Image-grounded pointing data
--*--

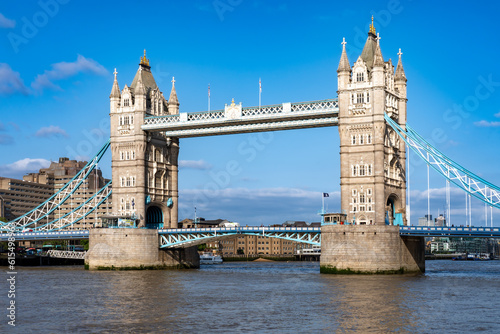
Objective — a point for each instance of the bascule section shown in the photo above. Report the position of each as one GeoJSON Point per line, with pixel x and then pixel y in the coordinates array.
{"type": "Point", "coordinates": [144, 164]}
{"type": "Point", "coordinates": [373, 184]}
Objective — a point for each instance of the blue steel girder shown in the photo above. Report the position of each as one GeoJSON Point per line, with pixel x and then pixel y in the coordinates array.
{"type": "Point", "coordinates": [50, 205]}
{"type": "Point", "coordinates": [454, 172]}
{"type": "Point", "coordinates": [181, 238]}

--*--

## WHAT IS REQUIRED
Set down the lines from the one with "Objective — a point for each instance of the blue" through the end of the data above. Keep each exactly as written and add no other line.

## SOLUTION
Objective — a point for each instance of the blue steel girder shown in the photo above. Report the position of each as one GeoJSON Point per line, with pixel x and then pixel y in the coordinates array.
{"type": "Point", "coordinates": [50, 205]}
{"type": "Point", "coordinates": [454, 172]}
{"type": "Point", "coordinates": [181, 238]}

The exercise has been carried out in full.